* _GIVEN PROBLEM_
Reproduce without alteration the lines of the material below, from the line containing "outline green leaf" through the line containing "193), (101, 195)]".

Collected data
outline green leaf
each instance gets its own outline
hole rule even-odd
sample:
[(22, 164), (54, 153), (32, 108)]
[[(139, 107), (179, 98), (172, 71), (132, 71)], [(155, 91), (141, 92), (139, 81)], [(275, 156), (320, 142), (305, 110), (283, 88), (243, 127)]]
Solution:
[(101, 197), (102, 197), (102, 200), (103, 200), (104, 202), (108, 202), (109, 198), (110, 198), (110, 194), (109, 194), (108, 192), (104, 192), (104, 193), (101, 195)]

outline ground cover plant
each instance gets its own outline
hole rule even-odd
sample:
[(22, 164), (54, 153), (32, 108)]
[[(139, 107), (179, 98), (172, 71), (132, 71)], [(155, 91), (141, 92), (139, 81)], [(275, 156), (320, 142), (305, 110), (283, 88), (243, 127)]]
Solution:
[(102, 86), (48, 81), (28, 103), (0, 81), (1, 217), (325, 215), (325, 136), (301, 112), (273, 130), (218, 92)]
* * *
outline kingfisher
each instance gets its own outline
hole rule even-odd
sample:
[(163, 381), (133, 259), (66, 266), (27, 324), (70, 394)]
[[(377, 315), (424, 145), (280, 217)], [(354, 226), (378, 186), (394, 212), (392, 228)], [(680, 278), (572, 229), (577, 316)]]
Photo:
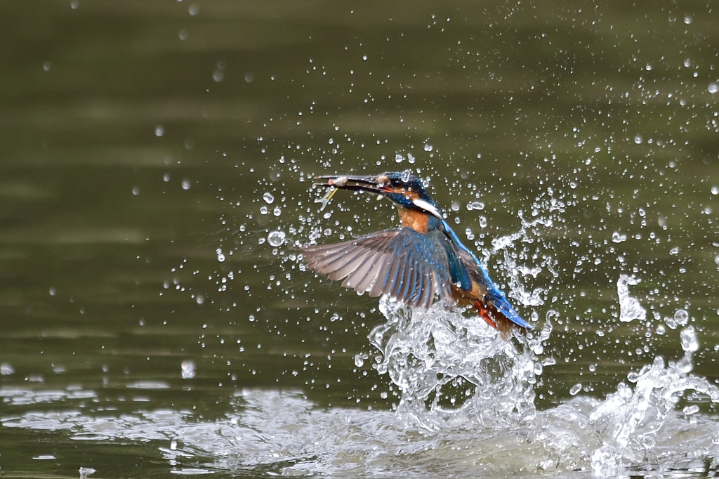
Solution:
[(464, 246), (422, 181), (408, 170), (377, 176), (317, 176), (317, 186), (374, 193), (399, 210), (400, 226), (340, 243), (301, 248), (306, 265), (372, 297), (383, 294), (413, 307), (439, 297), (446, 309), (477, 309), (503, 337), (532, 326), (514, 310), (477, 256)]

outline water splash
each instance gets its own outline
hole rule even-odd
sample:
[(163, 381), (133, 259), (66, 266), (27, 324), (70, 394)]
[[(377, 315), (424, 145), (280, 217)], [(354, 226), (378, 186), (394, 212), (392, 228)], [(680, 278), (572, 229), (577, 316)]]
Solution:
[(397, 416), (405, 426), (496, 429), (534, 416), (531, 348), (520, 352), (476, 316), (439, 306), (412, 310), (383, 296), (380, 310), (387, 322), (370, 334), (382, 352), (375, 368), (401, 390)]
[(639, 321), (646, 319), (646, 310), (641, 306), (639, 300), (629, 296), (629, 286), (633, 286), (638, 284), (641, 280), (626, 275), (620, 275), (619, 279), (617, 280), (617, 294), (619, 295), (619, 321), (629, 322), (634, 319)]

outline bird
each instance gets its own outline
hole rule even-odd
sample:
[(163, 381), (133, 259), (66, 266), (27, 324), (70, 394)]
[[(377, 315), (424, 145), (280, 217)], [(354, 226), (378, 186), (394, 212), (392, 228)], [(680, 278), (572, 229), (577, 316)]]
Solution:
...
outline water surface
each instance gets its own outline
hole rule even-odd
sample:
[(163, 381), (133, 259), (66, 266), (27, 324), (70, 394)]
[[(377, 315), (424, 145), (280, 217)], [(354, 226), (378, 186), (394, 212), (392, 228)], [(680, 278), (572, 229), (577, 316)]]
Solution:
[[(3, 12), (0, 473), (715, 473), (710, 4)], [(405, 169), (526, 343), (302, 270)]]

* _WRITTEN SOLUTION_
outline green leaf
each instance gets its own outline
hole rule even-odd
sample:
[(22, 164), (54, 153), (32, 108)]
[[(139, 107), (179, 98), (172, 71), (132, 71)], [(155, 91), (141, 92), (139, 81)], [(275, 156), (320, 142), (305, 110), (283, 88), (243, 127)]]
Solution:
[(101, 197), (102, 197), (102, 200), (103, 200), (104, 202), (108, 202), (109, 198), (110, 198), (110, 194), (109, 194), (108, 192), (104, 192), (104, 193), (101, 195)]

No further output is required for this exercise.